> **RECORDS**

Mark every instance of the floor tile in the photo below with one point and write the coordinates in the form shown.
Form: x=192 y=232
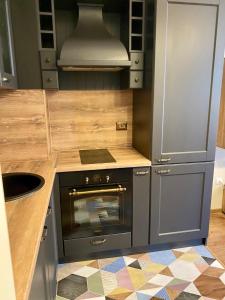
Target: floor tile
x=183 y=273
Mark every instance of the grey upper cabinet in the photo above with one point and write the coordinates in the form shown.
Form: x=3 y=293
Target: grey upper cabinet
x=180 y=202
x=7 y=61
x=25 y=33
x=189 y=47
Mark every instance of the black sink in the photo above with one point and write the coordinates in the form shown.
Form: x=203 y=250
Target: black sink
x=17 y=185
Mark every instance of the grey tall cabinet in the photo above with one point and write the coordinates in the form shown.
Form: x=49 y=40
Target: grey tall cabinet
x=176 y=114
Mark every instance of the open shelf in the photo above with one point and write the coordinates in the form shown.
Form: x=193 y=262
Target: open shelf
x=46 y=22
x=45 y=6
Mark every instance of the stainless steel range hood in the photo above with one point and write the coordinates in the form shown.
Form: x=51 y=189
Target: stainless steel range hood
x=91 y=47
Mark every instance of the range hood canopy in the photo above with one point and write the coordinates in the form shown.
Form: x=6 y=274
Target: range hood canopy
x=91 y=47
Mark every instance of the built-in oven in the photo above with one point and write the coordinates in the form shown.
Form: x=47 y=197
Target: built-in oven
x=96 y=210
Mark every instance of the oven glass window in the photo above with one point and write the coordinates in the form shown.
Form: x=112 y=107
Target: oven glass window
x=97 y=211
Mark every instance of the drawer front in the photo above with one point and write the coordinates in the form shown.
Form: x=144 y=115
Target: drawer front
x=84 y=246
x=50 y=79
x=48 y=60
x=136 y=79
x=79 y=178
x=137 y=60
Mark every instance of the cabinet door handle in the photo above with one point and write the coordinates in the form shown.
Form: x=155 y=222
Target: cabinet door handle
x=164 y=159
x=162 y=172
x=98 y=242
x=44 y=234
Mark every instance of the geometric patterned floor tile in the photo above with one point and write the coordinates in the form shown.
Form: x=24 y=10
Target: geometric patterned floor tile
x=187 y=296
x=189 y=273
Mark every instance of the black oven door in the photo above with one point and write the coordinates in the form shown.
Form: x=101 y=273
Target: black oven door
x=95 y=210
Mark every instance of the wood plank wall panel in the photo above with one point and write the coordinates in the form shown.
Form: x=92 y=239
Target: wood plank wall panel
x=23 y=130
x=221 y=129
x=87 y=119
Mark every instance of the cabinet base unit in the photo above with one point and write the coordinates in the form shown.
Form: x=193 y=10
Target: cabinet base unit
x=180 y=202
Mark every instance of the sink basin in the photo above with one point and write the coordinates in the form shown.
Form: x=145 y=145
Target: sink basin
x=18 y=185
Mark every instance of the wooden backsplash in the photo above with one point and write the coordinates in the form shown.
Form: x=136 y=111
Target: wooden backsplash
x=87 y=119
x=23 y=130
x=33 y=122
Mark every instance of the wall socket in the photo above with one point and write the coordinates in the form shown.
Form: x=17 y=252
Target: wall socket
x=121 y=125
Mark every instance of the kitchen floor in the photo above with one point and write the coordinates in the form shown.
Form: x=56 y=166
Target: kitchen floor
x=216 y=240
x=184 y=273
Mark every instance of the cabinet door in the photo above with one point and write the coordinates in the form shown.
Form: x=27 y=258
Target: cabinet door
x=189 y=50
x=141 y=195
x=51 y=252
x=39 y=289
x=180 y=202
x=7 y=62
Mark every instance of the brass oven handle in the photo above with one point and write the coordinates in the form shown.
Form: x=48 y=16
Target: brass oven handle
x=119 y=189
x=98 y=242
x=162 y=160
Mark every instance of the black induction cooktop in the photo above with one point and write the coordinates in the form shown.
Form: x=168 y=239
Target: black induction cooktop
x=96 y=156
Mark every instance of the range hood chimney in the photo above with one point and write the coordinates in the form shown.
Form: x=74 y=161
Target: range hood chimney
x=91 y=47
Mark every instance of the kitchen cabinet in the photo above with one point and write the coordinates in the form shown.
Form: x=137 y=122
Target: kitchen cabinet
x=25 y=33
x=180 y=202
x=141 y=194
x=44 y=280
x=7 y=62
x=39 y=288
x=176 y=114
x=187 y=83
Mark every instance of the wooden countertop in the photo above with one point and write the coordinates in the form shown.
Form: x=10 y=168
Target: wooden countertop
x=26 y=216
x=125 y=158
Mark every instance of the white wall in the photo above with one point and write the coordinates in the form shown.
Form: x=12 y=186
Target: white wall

> **ASSIGNMENT**
From the entries above, give again exactly the lines running from the line with "Mark every instance of the black sink" to the line with "Mark every instance of the oven"; include both of those lines.

> **EXERCISE RESPONSE**
Mark every instance of the black sink in the photo above with one point and write the coordinates in the form shown.
Form: x=203 y=250
Target: black sink
x=17 y=185
Mark every instance of the grey tall cabinet in the photo above with one point and write the coordinates in the form shown.
Form: x=49 y=40
Target: grey tall cabinet
x=176 y=114
Mark every instance of the open shelf in the photo above with one point and write the coordinates in the form shown.
Form: x=193 y=262
Target: open shelf
x=46 y=22
x=45 y=6
Mark every instance of the stainless steel range hood in the photo above with one point and write the coordinates in the form shown.
Form: x=51 y=189
Target: stainless steel range hood
x=91 y=47
Mark every instance of the range hood canopy in the photo above with one point and write the coordinates in the form shown.
Form: x=6 y=274
Target: range hood canopy
x=91 y=47
Mark every instance of the built-in oven in the photo above with one point and write the coordinates in the form shown.
Form: x=47 y=197
Target: built-in oven
x=96 y=210
Mark every instance of the oven glass window in the photo above with one point and write the coordinates in the form shown.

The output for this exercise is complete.